TESTO DI PARTENZA -

--- --- ---

George Best, il ragazzo baciato dal talento e maledetto dalla vita, chiude gli occhi il 25 novembre 2005 a Londra, stroncato da un'infezione epatica, ma dovunque rotoli un pallone si stampa il suo ricordo mentre inventa un dribbling nel fango dell'Old Trafford o si rilassa sulla spiaggia di Marbella, con una bottiglia di birra a canna e un sorriso da incorniciare: quello che aveva fatto impazzire le più belle ragazze della Swinging London.

Il ragazzo di Belfast
Viene dalla Belfast dei poveri, ma sembra un brasiliano travestito da irlandese. Porta un nome impegnativo: Best, George Best. Il 28 dicembre 1963 segna il primo gol con la maglia rossa del Manchester. Charlton e Law, i leader dei "diavoli", lo abbracciano: a 17 anni è diventato uno dei loro. La sua carriera è bruciante. Gioca un calcio fatto di guizzi e invenzioni, è elegante e irridente, ha un gesto estroso e un tiro velenoso. Insegna agli inglesi l'arte del dribbling stretto. Scambia gli avversari per birilli. Parte dall'ala e stringe al centro, portando a spasso i difensori. È un artista, un irregolare del calcio, un fantasista dotato di tutti i colpi. Ala destra, ala sinistra, seconda punta, centrocampista avanzato, non c'è ruolo che non sappia ricoprire. Imprendibile negli spazi, micidiale nelle progressioni, nel tiro e nelle fughe sull'out, forte nel tackle, lottatore su ogni palla, è un giocatore completo, primadonna e gregario.

--- --- ---

MATERIALE MOSTRATO -

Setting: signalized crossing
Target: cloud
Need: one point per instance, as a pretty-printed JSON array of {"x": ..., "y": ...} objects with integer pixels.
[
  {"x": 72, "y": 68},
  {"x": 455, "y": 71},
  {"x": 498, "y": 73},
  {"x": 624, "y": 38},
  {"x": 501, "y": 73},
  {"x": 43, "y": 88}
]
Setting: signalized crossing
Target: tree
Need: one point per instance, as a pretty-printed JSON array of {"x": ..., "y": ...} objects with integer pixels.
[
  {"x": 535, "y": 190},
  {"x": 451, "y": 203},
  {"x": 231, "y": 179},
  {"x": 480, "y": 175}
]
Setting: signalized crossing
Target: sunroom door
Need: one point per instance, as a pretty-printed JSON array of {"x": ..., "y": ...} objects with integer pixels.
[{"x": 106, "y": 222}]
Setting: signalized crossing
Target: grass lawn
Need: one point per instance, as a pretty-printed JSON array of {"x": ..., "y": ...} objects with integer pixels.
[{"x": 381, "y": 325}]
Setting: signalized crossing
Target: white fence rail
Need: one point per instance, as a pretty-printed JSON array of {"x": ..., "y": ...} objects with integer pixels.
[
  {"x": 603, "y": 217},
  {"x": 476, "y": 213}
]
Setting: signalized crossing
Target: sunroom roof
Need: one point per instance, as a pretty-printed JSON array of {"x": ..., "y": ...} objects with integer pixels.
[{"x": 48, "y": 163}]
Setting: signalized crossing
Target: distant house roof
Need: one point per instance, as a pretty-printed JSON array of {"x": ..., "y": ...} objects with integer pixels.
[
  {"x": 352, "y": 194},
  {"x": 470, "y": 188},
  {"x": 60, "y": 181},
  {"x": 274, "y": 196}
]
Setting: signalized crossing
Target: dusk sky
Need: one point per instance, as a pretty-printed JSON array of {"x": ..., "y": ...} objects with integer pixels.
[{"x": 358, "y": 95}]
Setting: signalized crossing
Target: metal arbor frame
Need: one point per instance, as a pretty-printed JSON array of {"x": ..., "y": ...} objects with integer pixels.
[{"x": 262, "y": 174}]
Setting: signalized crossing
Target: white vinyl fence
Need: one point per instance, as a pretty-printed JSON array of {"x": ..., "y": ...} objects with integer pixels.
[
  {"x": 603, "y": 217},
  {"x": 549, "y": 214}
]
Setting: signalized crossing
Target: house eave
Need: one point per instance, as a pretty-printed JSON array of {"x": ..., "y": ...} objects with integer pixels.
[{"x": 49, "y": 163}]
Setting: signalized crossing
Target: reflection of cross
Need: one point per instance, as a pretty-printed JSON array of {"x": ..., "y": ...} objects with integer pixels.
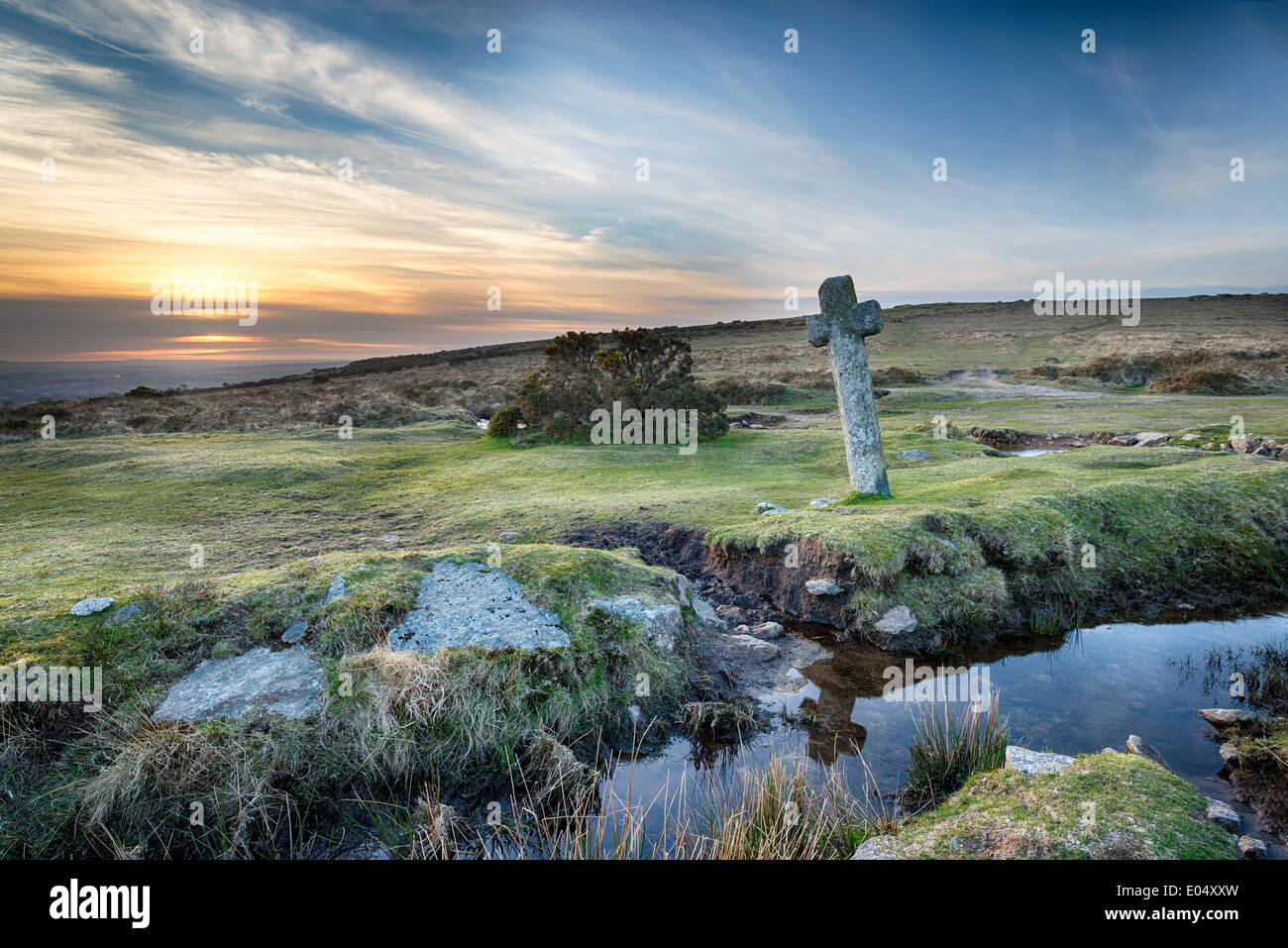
[{"x": 841, "y": 327}]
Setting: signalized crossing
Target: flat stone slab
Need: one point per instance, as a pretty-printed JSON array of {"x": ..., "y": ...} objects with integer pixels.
[
  {"x": 1144, "y": 749},
  {"x": 664, "y": 623},
  {"x": 877, "y": 848},
  {"x": 279, "y": 683},
  {"x": 335, "y": 590},
  {"x": 1224, "y": 815},
  {"x": 822, "y": 587},
  {"x": 1225, "y": 716},
  {"x": 88, "y": 607},
  {"x": 464, "y": 604},
  {"x": 1035, "y": 763}
]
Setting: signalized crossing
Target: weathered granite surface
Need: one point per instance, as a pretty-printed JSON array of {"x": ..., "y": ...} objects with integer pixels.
[
  {"x": 664, "y": 623},
  {"x": 1035, "y": 762},
  {"x": 464, "y": 604},
  {"x": 88, "y": 607},
  {"x": 841, "y": 327},
  {"x": 278, "y": 683}
]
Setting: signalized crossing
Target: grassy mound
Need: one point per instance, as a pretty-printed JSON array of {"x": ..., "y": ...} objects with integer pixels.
[{"x": 1103, "y": 806}]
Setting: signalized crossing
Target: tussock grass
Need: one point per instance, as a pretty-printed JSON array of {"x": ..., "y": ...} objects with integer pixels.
[{"x": 776, "y": 811}]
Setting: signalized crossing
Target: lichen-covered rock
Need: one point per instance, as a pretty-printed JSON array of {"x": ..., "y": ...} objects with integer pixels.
[
  {"x": 335, "y": 590},
  {"x": 88, "y": 607},
  {"x": 1142, "y": 749},
  {"x": 261, "y": 682},
  {"x": 877, "y": 848},
  {"x": 464, "y": 604},
  {"x": 822, "y": 587},
  {"x": 1102, "y": 806},
  {"x": 1035, "y": 762},
  {"x": 767, "y": 630},
  {"x": 1151, "y": 440},
  {"x": 662, "y": 623},
  {"x": 896, "y": 622},
  {"x": 1224, "y": 815},
  {"x": 1225, "y": 716}
]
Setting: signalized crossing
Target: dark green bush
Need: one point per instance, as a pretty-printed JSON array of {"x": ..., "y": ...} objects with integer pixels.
[{"x": 559, "y": 427}]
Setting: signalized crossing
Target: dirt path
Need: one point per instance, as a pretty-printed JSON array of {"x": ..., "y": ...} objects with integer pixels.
[{"x": 984, "y": 380}]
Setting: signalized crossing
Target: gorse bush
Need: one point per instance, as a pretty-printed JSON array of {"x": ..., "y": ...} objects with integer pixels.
[
  {"x": 643, "y": 369},
  {"x": 949, "y": 749},
  {"x": 503, "y": 421}
]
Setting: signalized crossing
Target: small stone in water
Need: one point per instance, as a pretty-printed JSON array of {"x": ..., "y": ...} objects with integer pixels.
[{"x": 88, "y": 607}]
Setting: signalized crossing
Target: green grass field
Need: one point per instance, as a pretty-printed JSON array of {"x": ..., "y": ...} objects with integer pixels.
[{"x": 967, "y": 540}]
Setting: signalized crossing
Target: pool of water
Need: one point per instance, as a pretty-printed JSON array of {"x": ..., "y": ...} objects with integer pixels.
[{"x": 1073, "y": 695}]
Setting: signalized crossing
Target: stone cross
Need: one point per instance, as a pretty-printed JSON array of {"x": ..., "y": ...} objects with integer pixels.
[{"x": 841, "y": 327}]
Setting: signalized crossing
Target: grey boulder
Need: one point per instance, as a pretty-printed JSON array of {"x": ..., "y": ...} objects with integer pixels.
[
  {"x": 896, "y": 622},
  {"x": 335, "y": 590},
  {"x": 1035, "y": 763},
  {"x": 88, "y": 607},
  {"x": 822, "y": 587},
  {"x": 464, "y": 604},
  {"x": 1225, "y": 716},
  {"x": 1142, "y": 749},
  {"x": 1224, "y": 815},
  {"x": 1252, "y": 848},
  {"x": 662, "y": 623},
  {"x": 287, "y": 685},
  {"x": 1151, "y": 440}
]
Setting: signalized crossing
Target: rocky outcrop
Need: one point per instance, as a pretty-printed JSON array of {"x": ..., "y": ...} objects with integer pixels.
[
  {"x": 88, "y": 607},
  {"x": 287, "y": 685},
  {"x": 1035, "y": 762},
  {"x": 464, "y": 604},
  {"x": 1227, "y": 716},
  {"x": 822, "y": 587},
  {"x": 1224, "y": 815}
]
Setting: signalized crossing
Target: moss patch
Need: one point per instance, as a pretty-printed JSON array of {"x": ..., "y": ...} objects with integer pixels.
[{"x": 1103, "y": 806}]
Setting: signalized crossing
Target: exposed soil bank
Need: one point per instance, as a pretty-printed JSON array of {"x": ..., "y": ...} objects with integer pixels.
[
  {"x": 979, "y": 579},
  {"x": 748, "y": 584}
]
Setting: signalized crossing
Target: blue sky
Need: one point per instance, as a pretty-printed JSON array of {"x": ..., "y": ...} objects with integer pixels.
[{"x": 518, "y": 168}]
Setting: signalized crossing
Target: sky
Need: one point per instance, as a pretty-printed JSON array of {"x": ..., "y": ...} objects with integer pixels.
[{"x": 387, "y": 184}]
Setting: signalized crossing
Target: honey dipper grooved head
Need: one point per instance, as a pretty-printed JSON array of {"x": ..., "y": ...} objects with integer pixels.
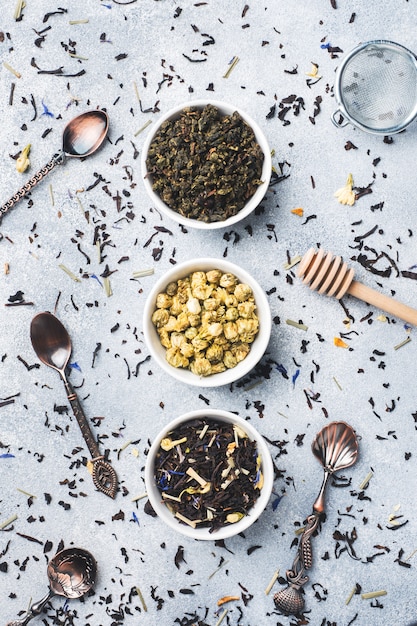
[{"x": 325, "y": 273}]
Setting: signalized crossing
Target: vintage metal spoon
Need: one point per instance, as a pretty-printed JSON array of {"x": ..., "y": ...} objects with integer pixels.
[
  {"x": 328, "y": 274},
  {"x": 336, "y": 447},
  {"x": 52, "y": 344},
  {"x": 82, "y": 136},
  {"x": 71, "y": 573}
]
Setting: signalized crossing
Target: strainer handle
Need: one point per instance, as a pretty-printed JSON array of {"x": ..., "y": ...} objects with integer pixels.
[{"x": 337, "y": 122}]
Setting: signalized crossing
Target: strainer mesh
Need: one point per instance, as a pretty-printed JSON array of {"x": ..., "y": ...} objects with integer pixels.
[{"x": 379, "y": 86}]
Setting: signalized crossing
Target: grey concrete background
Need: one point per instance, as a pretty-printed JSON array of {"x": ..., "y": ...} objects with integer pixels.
[{"x": 174, "y": 52}]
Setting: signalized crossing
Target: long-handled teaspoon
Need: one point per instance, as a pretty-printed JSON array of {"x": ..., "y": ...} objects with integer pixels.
[
  {"x": 52, "y": 344},
  {"x": 336, "y": 447},
  {"x": 71, "y": 573},
  {"x": 81, "y": 137},
  {"x": 328, "y": 274}
]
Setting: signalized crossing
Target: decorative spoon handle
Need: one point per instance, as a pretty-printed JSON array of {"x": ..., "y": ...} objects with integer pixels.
[
  {"x": 57, "y": 159},
  {"x": 104, "y": 475},
  {"x": 336, "y": 447},
  {"x": 34, "y": 611}
]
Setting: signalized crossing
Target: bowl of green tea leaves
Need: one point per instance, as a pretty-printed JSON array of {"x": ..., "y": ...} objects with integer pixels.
[
  {"x": 206, "y": 164},
  {"x": 209, "y": 474}
]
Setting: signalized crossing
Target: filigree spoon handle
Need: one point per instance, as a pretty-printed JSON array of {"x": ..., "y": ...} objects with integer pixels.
[
  {"x": 57, "y": 159},
  {"x": 104, "y": 475},
  {"x": 336, "y": 447}
]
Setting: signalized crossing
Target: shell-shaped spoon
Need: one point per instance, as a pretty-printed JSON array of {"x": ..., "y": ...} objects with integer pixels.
[
  {"x": 52, "y": 345},
  {"x": 328, "y": 274},
  {"x": 71, "y": 573},
  {"x": 336, "y": 447},
  {"x": 82, "y": 136}
]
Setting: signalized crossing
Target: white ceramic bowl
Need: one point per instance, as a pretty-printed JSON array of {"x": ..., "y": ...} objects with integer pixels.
[
  {"x": 253, "y": 202},
  {"x": 230, "y": 530},
  {"x": 258, "y": 347}
]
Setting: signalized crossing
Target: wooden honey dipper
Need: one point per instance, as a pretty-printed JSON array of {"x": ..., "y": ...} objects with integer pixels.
[{"x": 328, "y": 274}]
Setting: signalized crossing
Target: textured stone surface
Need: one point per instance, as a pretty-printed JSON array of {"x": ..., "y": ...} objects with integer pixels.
[{"x": 173, "y": 53}]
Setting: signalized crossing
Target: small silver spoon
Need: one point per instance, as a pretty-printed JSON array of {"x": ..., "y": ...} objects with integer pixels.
[
  {"x": 336, "y": 447},
  {"x": 82, "y": 136},
  {"x": 71, "y": 573},
  {"x": 52, "y": 344}
]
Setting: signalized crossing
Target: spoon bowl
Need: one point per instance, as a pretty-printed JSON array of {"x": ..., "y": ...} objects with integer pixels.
[
  {"x": 82, "y": 136},
  {"x": 71, "y": 573},
  {"x": 51, "y": 341}
]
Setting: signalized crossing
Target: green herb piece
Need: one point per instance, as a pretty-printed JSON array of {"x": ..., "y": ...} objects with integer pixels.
[
  {"x": 26, "y": 493},
  {"x": 23, "y": 162},
  {"x": 70, "y": 274},
  {"x": 77, "y": 56},
  {"x": 142, "y": 128},
  {"x": 222, "y": 616},
  {"x": 373, "y": 594},
  {"x": 231, "y": 67},
  {"x": 20, "y": 5},
  {"x": 296, "y": 324},
  {"x": 141, "y": 273},
  {"x": 51, "y": 195},
  {"x": 403, "y": 343},
  {"x": 12, "y": 70},
  {"x": 292, "y": 262},
  {"x": 272, "y": 582},
  {"x": 107, "y": 286},
  {"x": 140, "y": 497},
  {"x": 218, "y": 569},
  {"x": 337, "y": 383},
  {"x": 8, "y": 521},
  {"x": 350, "y": 596},
  {"x": 205, "y": 165},
  {"x": 141, "y": 598},
  {"x": 366, "y": 481}
]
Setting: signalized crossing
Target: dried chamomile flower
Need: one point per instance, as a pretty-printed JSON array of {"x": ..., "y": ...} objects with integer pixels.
[
  {"x": 163, "y": 301},
  {"x": 243, "y": 292},
  {"x": 201, "y": 367},
  {"x": 23, "y": 162},
  {"x": 345, "y": 194},
  {"x": 175, "y": 358},
  {"x": 213, "y": 276},
  {"x": 160, "y": 317},
  {"x": 228, "y": 281}
]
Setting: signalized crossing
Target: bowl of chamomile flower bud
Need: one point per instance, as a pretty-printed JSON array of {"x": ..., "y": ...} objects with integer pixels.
[
  {"x": 207, "y": 322},
  {"x": 209, "y": 474},
  {"x": 206, "y": 164}
]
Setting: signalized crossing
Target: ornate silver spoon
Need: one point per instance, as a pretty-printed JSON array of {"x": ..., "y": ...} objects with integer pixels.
[
  {"x": 82, "y": 136},
  {"x": 71, "y": 573},
  {"x": 52, "y": 345},
  {"x": 336, "y": 447}
]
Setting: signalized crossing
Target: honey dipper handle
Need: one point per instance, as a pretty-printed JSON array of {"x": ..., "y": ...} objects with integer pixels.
[{"x": 385, "y": 303}]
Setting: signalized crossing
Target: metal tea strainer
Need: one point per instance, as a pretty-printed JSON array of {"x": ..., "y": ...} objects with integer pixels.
[{"x": 376, "y": 88}]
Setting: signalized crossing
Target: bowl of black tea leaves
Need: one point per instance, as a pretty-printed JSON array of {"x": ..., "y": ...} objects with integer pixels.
[
  {"x": 206, "y": 164},
  {"x": 209, "y": 474}
]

--- --- ---

DA SVOLGERE -
#1 Nel testo su George Best, riporta il passo da "George Best, il" a "della Swinging London.", rinominando "Marbella" in "Ibiza".
#2 Rispondi in base al testo su George Best.
(a) In quale data e in quale città muore George Best?
(b) In quale data segna il primo gol con la maglia del Manchester?
(c) Quanti anni ha quando Charlton e Law lo abbracciano?
#3 Nel testo su George Best, sintetizza in un elenco puntato il paragrafo che inizia con "Viene dalla Belfast dei poveri", mantenendone i fatti principali.

RISPOSTE AI COMPITI -
#1
George Best, il ragazzo baciato dal talento e maledetto dalla vita, chiude gli occhi il 25 novembre 2005 a Londra, stroncato da un'infezione epatica, ma dovunque rotoli un pallone si stampa il suo ricordo mentre inventa un dribbling nel fango dell'Old Trafford o si rilassa sulla spiaggia di Ibiza, con una bottiglia di birra a canna e un sorriso da incorniciare: quello che aveva fatto impazzire le più belle ragazze della Swinging London.

#2
(a) Il 25 novembre 2005, a Londra.
(b) Il 28 dicembre 1963.
(c) 17 anni.

#3
- Proviene dalla Belfast povera e ha uno stile che ricorda quello di un brasiliano.
- Il 28 dicembre 1963 segna il primo gol con il Manchester e, a 17 anni, viene accolto da Charlton e Law.
- Gioca un calcio fatto di guizzi e invenzioni, elegante e irridente, e insegna agli inglesi il dribbling stretto.
- Parte dall'ala e stringe al centro, portandosi dietro i difensori.
- Sa ricoprire ogni ruolo offensivo: ala destra, ala sinistra, seconda punta, centrocampista avanzato.
- È un giocatore completo: veloce, pericoloso al tiro, forte nel tackle e lottatore su ogni palla.